Start of SUPPLIED DATA
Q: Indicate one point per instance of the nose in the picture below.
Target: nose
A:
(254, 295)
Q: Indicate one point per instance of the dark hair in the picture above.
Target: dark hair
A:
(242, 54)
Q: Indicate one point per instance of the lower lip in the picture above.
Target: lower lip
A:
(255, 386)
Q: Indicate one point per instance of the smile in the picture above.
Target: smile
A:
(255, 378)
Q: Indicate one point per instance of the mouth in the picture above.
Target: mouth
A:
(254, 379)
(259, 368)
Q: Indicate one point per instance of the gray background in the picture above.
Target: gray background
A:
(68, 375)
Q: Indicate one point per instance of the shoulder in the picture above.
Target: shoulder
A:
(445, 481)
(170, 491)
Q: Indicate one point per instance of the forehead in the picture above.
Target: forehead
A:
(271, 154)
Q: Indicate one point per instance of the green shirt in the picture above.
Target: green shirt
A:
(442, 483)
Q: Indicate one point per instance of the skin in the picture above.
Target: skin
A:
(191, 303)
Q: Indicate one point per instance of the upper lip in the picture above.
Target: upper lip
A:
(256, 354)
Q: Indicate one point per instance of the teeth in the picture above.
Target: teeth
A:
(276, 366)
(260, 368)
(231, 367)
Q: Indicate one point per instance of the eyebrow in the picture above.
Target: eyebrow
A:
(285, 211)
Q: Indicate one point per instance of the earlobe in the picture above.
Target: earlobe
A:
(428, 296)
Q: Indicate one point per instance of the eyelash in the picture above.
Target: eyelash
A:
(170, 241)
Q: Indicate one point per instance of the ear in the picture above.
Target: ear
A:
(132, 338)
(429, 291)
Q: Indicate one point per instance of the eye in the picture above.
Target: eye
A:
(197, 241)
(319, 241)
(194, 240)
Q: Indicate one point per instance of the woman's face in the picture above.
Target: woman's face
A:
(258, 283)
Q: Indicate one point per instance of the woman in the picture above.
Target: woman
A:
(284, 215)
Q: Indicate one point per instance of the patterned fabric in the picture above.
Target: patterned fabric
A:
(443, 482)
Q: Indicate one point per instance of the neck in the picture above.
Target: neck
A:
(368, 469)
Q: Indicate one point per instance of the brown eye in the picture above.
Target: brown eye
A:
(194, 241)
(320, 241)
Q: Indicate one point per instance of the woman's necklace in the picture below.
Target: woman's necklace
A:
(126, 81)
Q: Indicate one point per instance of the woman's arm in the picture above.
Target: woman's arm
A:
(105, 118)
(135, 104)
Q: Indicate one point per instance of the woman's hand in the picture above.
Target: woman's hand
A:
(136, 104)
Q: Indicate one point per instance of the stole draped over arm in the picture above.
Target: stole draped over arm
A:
End of SUPPLIED DATA
* EXERCISE DIRECTIONS *
List every line in the records above that contains the word "earlobe".

* SOLUTION TO THIS EXERCISE *
Q: Indicate one point per instance of the earlobe in the picture above.
Target: earlobe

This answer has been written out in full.